• **REQUIRED TASK**
Reproduce the records verbatim, beginning at the line that contains "the bridge in" and continuing through the last line of the records.
===============
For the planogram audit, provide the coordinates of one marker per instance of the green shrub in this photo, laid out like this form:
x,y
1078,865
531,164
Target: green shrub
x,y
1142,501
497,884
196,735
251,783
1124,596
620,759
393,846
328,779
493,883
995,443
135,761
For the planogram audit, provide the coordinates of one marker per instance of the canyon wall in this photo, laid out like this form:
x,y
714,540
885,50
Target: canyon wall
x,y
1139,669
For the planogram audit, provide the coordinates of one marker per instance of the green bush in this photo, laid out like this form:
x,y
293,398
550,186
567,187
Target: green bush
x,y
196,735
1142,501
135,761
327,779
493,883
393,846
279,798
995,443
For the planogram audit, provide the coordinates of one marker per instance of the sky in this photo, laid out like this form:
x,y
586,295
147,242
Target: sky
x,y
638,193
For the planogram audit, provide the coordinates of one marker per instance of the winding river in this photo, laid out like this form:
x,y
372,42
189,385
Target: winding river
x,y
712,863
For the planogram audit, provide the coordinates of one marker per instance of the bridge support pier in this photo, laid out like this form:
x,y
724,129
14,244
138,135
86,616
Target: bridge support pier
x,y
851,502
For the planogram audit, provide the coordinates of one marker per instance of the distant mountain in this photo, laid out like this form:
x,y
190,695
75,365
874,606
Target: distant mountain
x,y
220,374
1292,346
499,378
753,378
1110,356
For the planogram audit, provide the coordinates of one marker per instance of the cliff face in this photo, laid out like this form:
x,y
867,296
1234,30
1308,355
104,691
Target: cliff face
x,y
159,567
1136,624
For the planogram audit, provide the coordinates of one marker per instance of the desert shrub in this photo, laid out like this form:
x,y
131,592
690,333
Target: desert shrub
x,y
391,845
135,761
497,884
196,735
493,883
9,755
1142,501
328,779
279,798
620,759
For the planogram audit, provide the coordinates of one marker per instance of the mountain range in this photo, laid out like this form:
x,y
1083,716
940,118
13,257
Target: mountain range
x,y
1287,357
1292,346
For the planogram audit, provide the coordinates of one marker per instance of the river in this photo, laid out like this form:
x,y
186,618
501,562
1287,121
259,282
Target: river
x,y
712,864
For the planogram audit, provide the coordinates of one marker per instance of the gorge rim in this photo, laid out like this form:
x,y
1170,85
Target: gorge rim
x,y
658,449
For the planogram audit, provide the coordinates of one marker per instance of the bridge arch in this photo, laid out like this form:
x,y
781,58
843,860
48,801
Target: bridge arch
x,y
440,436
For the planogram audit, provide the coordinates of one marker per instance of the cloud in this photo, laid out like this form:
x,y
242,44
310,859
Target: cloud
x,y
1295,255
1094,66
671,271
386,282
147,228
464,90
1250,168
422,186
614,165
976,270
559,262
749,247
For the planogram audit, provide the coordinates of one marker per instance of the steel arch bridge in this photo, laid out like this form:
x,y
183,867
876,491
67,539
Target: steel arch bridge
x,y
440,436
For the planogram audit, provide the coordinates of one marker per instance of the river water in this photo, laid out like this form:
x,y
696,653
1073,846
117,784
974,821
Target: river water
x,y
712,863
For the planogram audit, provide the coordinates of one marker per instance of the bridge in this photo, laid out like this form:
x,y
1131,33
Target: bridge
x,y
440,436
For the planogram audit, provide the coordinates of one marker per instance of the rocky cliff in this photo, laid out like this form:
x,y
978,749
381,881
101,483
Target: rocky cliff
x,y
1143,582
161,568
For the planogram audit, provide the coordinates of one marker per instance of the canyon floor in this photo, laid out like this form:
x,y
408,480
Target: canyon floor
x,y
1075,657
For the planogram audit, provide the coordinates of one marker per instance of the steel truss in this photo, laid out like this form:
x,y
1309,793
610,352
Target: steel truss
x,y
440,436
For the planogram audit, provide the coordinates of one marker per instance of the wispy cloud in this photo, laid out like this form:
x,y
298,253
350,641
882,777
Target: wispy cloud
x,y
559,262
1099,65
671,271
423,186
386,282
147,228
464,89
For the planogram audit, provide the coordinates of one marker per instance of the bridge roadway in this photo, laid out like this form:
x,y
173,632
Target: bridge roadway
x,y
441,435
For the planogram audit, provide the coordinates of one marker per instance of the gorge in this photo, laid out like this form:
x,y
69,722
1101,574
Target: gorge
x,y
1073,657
===============
• **ANSWER BELOW**
For the planogram audit, provide the coordinates of one marker per instance of the bridge in this photo, laid out like this form:
x,y
1131,33
Target: bridge
x,y
440,436
For the planogram audit, provide the coordinates of one marker per instance of the rocky cliff in this photo, laid out like this form:
x,y
978,749
381,881
101,483
Target: rocky cliff
x,y
1143,582
161,568
For the planogram audit, provide the coordinates of one marker per instance of the canyon floor in this photo, laid out like this form:
x,y
408,480
Target: canyon floor
x,y
1075,657
For the planogram audit, provide the coordinates of one marker per instance of the steel truss in this photo, laid out like this form:
x,y
1309,793
610,352
Target: steel truss
x,y
440,436
For the planogram audit, provide the coordinates of one marker per instance of the wispy cloud in this photo, laid out like this form:
x,y
298,253
350,641
882,777
Target: wispy cloud
x,y
559,262
1099,65
671,271
423,186
386,282
147,228
464,89
For the planogram audit, provide the coordinates of one marker per instance of the bridge roadway in this photo, laid out like this form:
x,y
173,632
Target: bridge roadway
x,y
441,435
For the planogram audit, provide the coordinates of one marker per instance of the gorge in this photo, laid out like this form:
x,y
69,722
1101,574
Target: gorge
x,y
1073,657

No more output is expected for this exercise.